-- Begin Document segment --
Representation of Authority. Each party represents and warrants to the other that the execution and delivery of this Agreement and the performance of such party’s obligations hereunder have been duly authorized and that the Agreement is a valid and legal agreement binding on such parties and enforceable in accordance with its terms.
Further Assurances. The parties shall at their own cost and expense execute and deliver such further documents and instruments and shall take such other actions as may be reasonably required or appropriate to carry out the intent and purposes or this Agreement.
Governing Law. This Agreement shall be in all respects, governed by and construed and enforced in accordance with the laws of the State of California, including all matters of construction, validity and performance. Any action to enforce or interpret the terms of this Agreement shall be instituted and maintained in the Superior Court of the State of California, Customer hereby consents to the jurisdiction of such court and waivers any objections to such jurisdiction. In any action or proceeding arising out of this Agreement, the party prevailing in such action shall be entitled to recover its reasonable attorney’s fees and costs.
Counterparts. This Agreement may be executed in several counterparts, each of which shall constitute an original, but all of which shall constitute one and the same instrument.
Quality Standards. Service shall be provided in accordance with generally accepted industry standards. Provider shall not be liable for any loss or damages sustained by reason of any failure or interruption of the service covered by this Agreement whether such loss or damage arises because breakdown of equipment or because of any other reason. Such failure or interruption of service provided by Provider shall be grounds for termination by customer to minimize service interruption to its customers. Termination in accordance with this provision shall be without liability or any further obligation to provider by Customer except for payment for services previously provided.
Notices. All notices, demands, requests and other communications required or permitted hereunder shall be in writing and shall be deemed to be delivered when actually received by mail or fax, or, if earlier and regardless of whether actually received on the next business day following the date of acceptance by international courier service, duly addressed and with proper payment for delivery to the last known place of business of either party.



Exhibits. Terms and conditions in the exhibits supersede terms and conditions in the general agreement.
-- End Document segment --
◆ **Set exercise A**:
In the saved data entries, from the line holding "point: the blue" through the end of the entries, inclusive, rename "bleachers" to "stands" and give those lines again with nothing else changed.
-- Begin Available data --
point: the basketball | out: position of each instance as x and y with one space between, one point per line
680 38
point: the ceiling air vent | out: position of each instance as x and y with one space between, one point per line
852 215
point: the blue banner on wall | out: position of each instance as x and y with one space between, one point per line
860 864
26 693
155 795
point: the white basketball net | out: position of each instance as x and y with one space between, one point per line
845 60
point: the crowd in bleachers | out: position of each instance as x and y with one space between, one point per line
-- End Available data --
◆ **Set exercise B**:
Repeat the part of the contract terms between "Notices. All notices, demands, requests" and "of either party.", inclusive, word for word.

◆ **Full response A**:
point: the blue banner on wall | out: position of each instance as x and y with one space between, one point per line
860 864
26 693
155 795
point: the white basketball net | out: position of each instance as x and y with one space between, one point per line
845 60
point: the crowd in stands | out: position of each instance as x and y with one space between, one point per line

◆ **Full response B**:
Notices. All notices, demands, requests and other communications required or permitted hereunder shall be in writing and shall be deemed to be delivered when actually received by mail or fax, or, if earlier and regardless of whether actually received on the next business day following the date of acceptance by international courier service, duly addressed and with proper payment for delivery to the last known place of business of either party.